From the line with "return: compact SVG" through the line with "note: M, L, Z", inclusive, return each line of the data below exactly and leave the rest out.

(Saved entries)
[Start of Attachment]

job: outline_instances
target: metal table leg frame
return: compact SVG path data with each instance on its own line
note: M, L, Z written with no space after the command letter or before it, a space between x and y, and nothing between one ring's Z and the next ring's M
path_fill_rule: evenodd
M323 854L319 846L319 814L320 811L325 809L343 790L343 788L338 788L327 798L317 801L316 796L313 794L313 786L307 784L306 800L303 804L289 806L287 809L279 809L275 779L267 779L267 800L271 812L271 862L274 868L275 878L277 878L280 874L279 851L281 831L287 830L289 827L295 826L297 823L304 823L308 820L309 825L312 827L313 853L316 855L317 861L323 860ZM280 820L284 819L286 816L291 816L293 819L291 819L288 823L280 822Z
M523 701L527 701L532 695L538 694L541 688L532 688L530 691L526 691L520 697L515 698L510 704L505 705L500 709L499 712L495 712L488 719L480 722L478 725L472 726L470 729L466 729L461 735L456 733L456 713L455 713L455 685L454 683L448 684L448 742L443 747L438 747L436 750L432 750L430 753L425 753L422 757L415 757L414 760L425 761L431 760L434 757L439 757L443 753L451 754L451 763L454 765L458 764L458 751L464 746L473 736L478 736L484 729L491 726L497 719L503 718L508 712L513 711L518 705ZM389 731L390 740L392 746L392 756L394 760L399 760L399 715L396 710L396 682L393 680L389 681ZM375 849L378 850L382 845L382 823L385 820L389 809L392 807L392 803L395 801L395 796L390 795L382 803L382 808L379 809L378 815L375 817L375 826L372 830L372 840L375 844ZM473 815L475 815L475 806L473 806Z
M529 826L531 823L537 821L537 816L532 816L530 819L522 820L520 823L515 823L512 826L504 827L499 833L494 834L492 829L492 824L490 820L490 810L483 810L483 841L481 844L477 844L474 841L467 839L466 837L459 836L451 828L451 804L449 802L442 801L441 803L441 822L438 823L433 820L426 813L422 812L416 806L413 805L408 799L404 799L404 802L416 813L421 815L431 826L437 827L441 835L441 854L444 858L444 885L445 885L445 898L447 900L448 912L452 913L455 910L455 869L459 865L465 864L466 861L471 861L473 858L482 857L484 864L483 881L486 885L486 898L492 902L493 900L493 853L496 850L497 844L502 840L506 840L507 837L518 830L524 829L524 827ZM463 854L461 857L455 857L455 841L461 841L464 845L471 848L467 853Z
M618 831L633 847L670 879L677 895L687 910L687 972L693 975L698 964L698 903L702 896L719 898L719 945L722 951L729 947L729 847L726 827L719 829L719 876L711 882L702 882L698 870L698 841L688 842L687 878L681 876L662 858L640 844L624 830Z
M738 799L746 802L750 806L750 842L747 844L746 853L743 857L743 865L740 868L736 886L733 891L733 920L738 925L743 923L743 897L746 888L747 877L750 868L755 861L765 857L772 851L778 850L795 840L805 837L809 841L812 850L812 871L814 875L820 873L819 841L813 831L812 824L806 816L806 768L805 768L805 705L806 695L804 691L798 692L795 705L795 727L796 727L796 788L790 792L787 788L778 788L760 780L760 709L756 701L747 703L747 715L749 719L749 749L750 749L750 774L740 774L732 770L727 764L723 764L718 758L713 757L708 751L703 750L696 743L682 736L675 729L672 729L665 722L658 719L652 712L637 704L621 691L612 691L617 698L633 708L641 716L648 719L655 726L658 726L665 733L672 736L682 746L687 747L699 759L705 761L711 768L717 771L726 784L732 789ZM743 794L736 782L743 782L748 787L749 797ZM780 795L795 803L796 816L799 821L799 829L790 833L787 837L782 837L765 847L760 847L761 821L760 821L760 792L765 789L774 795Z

[End of Attachment]

- Exercise answer -
return: compact SVG path data with each instance on its own line
note: M, L, Z written with no space after the command letter or before it, a space between x and y, and nothing between one ring's Z and the next ring's M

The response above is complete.